==== TEXTO DE ORIGEN ====

Lo cual ha tenido (sus) efectos en los mercados y en la escritura de
historia.
El
efecto en los mercados del arte ha sido deficiente, porque la legitimidad del
museo no es apta para garantizar grandes inversiones de carrera. El efecto en
la escritura de arte, en cambio, se ha dejado sentir en proporción directa a la
ausencia de trabajo en las universidades que otorgan diplomas en historia. En
ese sentido, el museo posee una ventaja. Sea cual sea su diligencia y/o
indigencia, una exposición, por si misma, es un discurso en acto que supera todas las tentativas del discurso
académico. Es este último el que necesita al museo como escenario para el
enunciado ritual de ponencias que después publicará en soportes que no pueden
competir con un catálogo, que es el soporte que recoge la escritura-en-riesgo y que hace avanzar las cosas. Por malo que sea
un catálogo, siempre representará una iniciativa propositiva. Por mala que sea una exposición en el MNBA,
siempre será útil. De ahí que no se valore suficientemente al museo como
plataforma trans-editorial[1].
En definitiva, no hay malas exposiciones. Sino solo exposiciones menor o
mayormente indicativas.
La
situación actual, en relación a la rentabilidad
cultual, se caracterizaría como la de una re/plebeyización (anti/oligarca),
en el supuesto que las prácticas de arte se constituyan efectivamente como
conciencia crítica de la cultura. Ya no
lo son. Y es por eso que solicitan directamente al museo cumplir con un rol que
no les reditúa. Más bien, la duda sobre
el valor inscriptivo del museo se instala cuando se reconoce la existencia de
una grave deflación formal del arte chileno, obstruido por la mutación política
de la decoración pública. Justamente, porque el museo apela a lo mejor que
tiene: su pasado. Las operaciones de arte contemporáneo lo desmontan como
dispositivo de aceleración formal, porque lo niegan, haciendo ostentación de lo
que no es; es decir, un centro de arte contemporáneo.
El museo, sin embargo, es
un lugar de trabajo especulativo contemporáneo, que toma por objeto de
trabajo su propia in/suficiencia productiva. Lo cual conduce a pensar que el
museo se sostiene por un suplemento de expectativa en virtud del efecto de estilo de su arquitectura.

==== INFORMACIÓN EXTRAÍDA ====

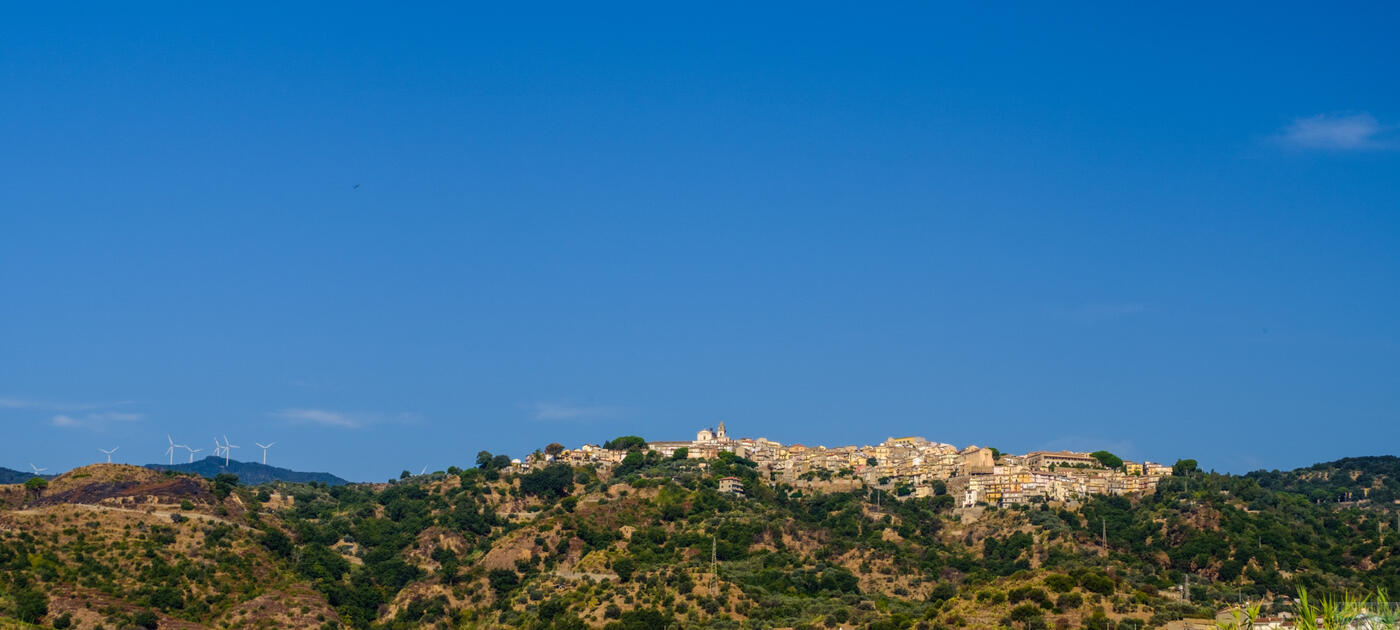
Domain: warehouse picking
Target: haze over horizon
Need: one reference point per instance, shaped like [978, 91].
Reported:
[392, 240]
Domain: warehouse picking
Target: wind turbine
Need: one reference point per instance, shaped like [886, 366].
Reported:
[265, 447]
[226, 450]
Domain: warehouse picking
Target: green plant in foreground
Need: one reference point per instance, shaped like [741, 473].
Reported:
[1327, 613]
[1330, 613]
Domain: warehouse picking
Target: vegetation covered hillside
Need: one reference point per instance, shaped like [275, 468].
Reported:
[655, 543]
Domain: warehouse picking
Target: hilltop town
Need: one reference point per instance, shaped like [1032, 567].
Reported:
[906, 466]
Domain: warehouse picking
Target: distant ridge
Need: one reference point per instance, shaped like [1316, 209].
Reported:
[249, 473]
[13, 476]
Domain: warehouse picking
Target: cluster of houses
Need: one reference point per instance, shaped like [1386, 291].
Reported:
[912, 466]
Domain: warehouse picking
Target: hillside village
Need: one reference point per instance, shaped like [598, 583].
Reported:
[906, 466]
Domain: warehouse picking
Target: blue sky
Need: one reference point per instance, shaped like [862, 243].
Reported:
[394, 237]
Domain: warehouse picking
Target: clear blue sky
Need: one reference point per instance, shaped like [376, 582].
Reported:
[1162, 231]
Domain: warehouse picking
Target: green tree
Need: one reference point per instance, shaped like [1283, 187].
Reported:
[146, 619]
[623, 567]
[31, 605]
[1108, 459]
[625, 443]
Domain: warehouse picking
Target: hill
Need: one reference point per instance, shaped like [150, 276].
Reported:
[13, 476]
[249, 473]
[655, 545]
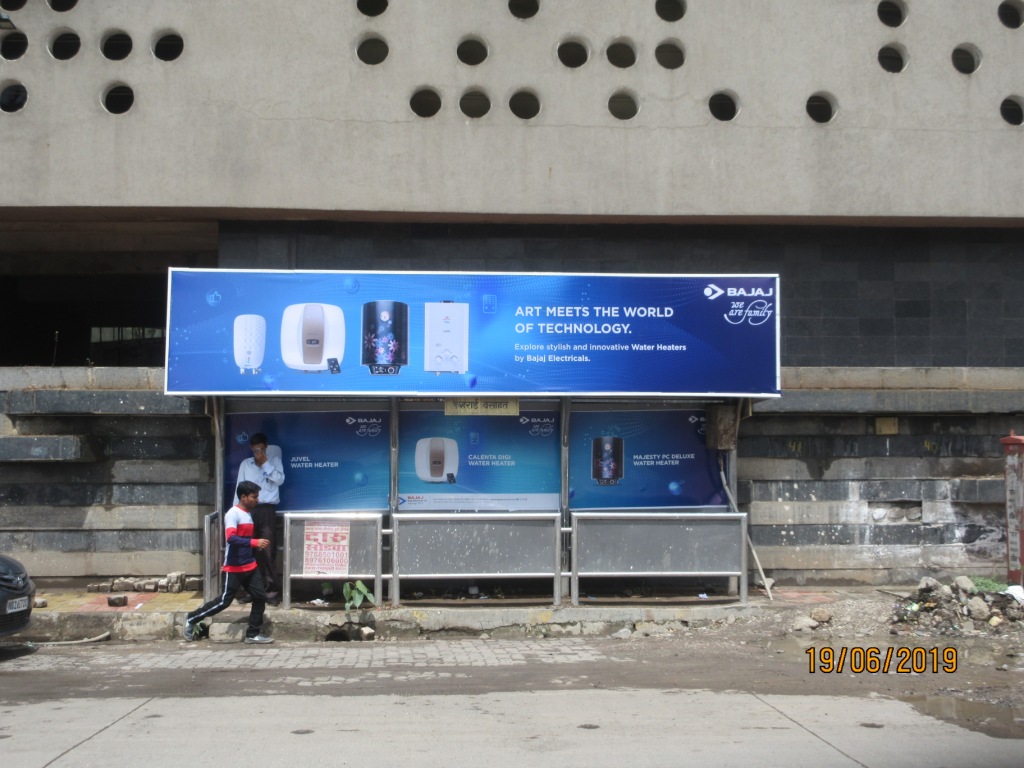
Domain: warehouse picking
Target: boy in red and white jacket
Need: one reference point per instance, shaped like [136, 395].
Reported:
[240, 568]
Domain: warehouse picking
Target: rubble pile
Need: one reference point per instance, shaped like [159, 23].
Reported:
[176, 582]
[960, 608]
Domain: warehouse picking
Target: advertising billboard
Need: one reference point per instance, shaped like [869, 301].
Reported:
[457, 334]
[332, 461]
[475, 463]
[642, 459]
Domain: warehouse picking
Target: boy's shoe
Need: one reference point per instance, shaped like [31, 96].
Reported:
[195, 631]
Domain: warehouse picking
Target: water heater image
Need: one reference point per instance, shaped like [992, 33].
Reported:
[436, 459]
[445, 337]
[312, 337]
[607, 460]
[385, 337]
[250, 342]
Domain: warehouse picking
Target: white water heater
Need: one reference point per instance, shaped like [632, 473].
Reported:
[312, 337]
[436, 460]
[250, 342]
[445, 337]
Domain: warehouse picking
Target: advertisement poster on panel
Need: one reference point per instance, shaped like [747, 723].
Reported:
[457, 334]
[474, 463]
[642, 459]
[332, 461]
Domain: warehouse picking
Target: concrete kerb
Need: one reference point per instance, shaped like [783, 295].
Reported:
[304, 625]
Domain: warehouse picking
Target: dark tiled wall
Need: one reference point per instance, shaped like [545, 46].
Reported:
[854, 297]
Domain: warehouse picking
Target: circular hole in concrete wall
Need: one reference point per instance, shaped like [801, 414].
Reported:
[168, 46]
[12, 96]
[471, 51]
[116, 46]
[474, 103]
[670, 54]
[425, 102]
[623, 105]
[372, 7]
[524, 104]
[118, 99]
[723, 105]
[1012, 13]
[621, 54]
[13, 45]
[1012, 111]
[66, 45]
[821, 108]
[523, 8]
[892, 57]
[670, 10]
[572, 53]
[892, 12]
[373, 50]
[966, 58]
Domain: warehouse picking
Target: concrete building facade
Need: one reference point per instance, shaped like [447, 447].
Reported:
[868, 153]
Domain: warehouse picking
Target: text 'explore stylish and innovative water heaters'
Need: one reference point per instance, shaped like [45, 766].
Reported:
[385, 337]
[445, 337]
[607, 460]
[312, 337]
[436, 460]
[250, 342]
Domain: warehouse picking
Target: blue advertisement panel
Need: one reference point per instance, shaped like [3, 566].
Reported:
[478, 462]
[642, 459]
[332, 461]
[242, 332]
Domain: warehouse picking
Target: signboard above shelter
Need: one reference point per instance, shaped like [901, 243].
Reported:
[469, 335]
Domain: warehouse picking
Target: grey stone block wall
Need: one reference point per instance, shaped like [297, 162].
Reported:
[119, 485]
[830, 500]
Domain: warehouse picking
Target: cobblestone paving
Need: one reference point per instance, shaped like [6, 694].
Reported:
[387, 657]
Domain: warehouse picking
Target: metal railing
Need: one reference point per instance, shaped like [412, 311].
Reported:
[617, 543]
[476, 545]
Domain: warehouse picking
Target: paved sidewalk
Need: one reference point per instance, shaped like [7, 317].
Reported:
[72, 616]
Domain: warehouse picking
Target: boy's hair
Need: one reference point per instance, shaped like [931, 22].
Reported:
[247, 487]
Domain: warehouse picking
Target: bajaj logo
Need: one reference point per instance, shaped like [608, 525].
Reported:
[713, 292]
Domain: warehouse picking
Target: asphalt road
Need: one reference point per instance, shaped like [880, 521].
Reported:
[569, 701]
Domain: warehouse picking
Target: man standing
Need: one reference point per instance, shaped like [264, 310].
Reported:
[240, 569]
[266, 470]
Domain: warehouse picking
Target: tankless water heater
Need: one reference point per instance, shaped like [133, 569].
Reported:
[445, 337]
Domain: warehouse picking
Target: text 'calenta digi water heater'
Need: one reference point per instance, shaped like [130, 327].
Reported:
[445, 337]
[250, 342]
[312, 337]
[385, 337]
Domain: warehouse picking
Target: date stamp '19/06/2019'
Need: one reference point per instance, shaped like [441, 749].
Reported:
[872, 659]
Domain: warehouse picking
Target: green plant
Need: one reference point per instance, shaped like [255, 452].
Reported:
[354, 593]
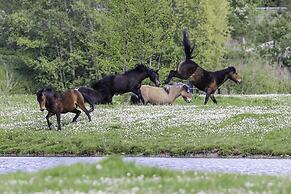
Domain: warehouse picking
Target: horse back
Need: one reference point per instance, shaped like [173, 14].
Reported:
[121, 84]
[70, 99]
[154, 95]
[187, 68]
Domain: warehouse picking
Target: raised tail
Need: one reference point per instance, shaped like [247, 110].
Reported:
[134, 99]
[187, 45]
[87, 99]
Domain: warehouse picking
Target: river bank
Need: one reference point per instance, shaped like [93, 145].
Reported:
[239, 126]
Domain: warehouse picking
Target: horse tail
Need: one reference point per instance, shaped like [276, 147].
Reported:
[134, 99]
[95, 85]
[187, 45]
[87, 99]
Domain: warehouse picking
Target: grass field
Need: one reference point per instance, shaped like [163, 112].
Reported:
[237, 126]
[114, 176]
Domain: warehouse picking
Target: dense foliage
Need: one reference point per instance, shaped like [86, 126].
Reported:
[69, 43]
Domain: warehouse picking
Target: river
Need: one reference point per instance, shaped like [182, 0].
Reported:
[245, 166]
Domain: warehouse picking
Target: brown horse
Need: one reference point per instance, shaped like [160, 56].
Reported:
[56, 103]
[203, 80]
[166, 95]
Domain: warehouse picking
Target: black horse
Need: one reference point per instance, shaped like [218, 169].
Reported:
[108, 86]
[203, 80]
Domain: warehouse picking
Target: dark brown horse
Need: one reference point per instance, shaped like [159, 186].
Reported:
[203, 80]
[129, 81]
[56, 103]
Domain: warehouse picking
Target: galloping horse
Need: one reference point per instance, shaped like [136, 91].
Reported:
[129, 81]
[56, 103]
[204, 80]
[160, 96]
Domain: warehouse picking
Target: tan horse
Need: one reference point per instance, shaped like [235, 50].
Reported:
[56, 103]
[160, 96]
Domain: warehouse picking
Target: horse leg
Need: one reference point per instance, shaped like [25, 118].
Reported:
[207, 97]
[83, 108]
[49, 114]
[139, 95]
[172, 74]
[213, 99]
[59, 120]
[77, 112]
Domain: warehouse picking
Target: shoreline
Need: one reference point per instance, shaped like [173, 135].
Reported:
[208, 156]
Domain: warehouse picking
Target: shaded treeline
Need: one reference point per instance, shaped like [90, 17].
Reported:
[65, 44]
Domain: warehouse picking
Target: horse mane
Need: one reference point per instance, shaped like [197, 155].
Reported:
[139, 68]
[187, 45]
[101, 83]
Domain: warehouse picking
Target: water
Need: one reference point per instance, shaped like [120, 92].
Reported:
[245, 166]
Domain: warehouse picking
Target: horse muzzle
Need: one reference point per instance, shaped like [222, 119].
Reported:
[238, 81]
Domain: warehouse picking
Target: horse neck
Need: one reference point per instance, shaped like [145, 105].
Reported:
[221, 76]
[141, 76]
[51, 97]
[174, 93]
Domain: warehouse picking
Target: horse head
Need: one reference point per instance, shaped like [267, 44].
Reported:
[185, 93]
[154, 76]
[233, 75]
[41, 99]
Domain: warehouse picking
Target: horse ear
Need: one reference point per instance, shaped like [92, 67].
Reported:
[186, 87]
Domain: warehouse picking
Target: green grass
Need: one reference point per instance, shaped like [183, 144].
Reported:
[237, 126]
[112, 175]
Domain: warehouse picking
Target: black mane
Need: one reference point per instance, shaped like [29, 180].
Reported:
[187, 45]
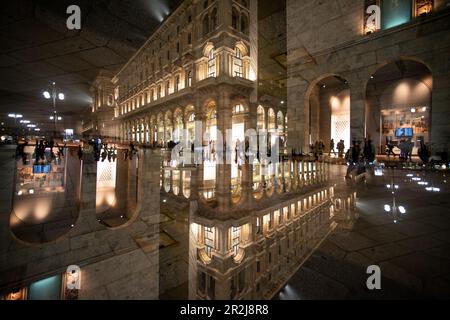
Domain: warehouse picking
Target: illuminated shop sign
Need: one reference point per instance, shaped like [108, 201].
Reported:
[385, 14]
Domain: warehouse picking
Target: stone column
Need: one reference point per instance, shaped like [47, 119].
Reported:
[247, 167]
[132, 176]
[148, 183]
[440, 114]
[87, 221]
[223, 170]
[357, 109]
[121, 181]
[7, 175]
[298, 120]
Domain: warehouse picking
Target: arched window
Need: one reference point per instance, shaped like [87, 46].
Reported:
[239, 108]
[211, 64]
[214, 19]
[234, 19]
[244, 24]
[238, 69]
[167, 88]
[177, 83]
[205, 25]
[260, 118]
[280, 121]
[189, 79]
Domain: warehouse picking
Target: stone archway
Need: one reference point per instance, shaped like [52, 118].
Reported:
[398, 103]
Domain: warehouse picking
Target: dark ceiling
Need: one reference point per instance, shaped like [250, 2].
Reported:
[36, 48]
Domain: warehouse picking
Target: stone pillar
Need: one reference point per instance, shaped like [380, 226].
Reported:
[247, 167]
[87, 221]
[298, 120]
[121, 181]
[223, 170]
[132, 180]
[7, 178]
[440, 114]
[148, 183]
[357, 110]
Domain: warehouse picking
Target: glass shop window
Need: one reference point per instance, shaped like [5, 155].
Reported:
[236, 239]
[46, 289]
[395, 12]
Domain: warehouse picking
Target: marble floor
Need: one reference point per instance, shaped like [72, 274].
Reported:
[411, 249]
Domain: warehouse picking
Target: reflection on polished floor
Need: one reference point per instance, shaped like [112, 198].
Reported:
[412, 249]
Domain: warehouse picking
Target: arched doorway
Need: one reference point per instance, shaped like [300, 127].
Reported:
[398, 104]
[329, 111]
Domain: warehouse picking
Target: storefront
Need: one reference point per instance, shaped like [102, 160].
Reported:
[405, 123]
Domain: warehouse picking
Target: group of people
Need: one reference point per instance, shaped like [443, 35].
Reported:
[406, 149]
[43, 151]
[359, 157]
[340, 147]
[41, 147]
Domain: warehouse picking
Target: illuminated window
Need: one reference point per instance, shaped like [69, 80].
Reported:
[211, 64]
[209, 240]
[239, 108]
[205, 25]
[238, 69]
[167, 88]
[244, 24]
[258, 226]
[214, 19]
[177, 83]
[234, 19]
[395, 13]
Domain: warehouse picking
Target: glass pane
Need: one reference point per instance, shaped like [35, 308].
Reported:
[395, 12]
[46, 289]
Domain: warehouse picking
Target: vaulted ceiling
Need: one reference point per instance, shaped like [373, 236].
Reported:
[36, 48]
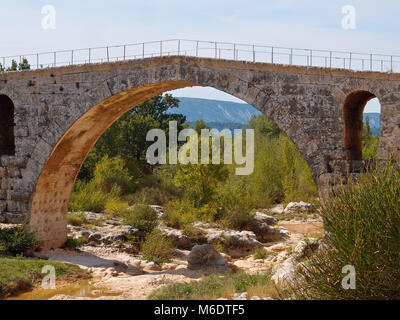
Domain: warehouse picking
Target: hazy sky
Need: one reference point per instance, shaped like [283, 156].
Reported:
[288, 23]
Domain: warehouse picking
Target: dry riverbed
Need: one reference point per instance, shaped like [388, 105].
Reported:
[120, 275]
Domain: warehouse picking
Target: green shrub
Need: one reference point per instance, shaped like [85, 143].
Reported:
[236, 202]
[110, 172]
[73, 244]
[362, 221]
[180, 213]
[116, 207]
[141, 217]
[87, 198]
[18, 240]
[76, 219]
[214, 287]
[260, 253]
[157, 247]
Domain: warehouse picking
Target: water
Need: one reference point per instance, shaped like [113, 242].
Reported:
[80, 290]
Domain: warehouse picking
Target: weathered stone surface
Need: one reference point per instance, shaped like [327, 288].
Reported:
[205, 256]
[319, 109]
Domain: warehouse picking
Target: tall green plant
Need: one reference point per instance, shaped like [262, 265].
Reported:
[362, 221]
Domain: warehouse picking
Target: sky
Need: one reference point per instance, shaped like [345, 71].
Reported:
[286, 23]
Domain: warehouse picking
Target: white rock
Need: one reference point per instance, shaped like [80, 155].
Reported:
[299, 207]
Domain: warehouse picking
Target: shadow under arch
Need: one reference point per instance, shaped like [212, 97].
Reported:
[7, 140]
[49, 203]
[353, 109]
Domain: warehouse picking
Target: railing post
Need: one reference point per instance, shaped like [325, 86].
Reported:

====

_CONSIGNA A_: Reproduzca de forma literal el pasaje del texto sobre el museo que comienza con "El museo, sin" y continúa hasta "de su arquitectura.".
_CONSIGNA B_: Indique todas las líneas de las entradas que contengan la palabra "advertisement" y cópielas sin modificación alguna.

_SOLUCIÓN REDACTADA A_:
El museo, sin embargo, es
un lugar de trabajo especulativo contemporáneo, que toma por objeto de
trabajo su propia in/suficiencia productiva. Lo cual conduce a pensar que el
museo se sostiene por un suplemento de expectativa en virtud del efecto de estilo de su arquitectura.

_SOLUCIÓN REDACTADA B_:
Target: advertisement poster on panel
Target: blue advertisement panel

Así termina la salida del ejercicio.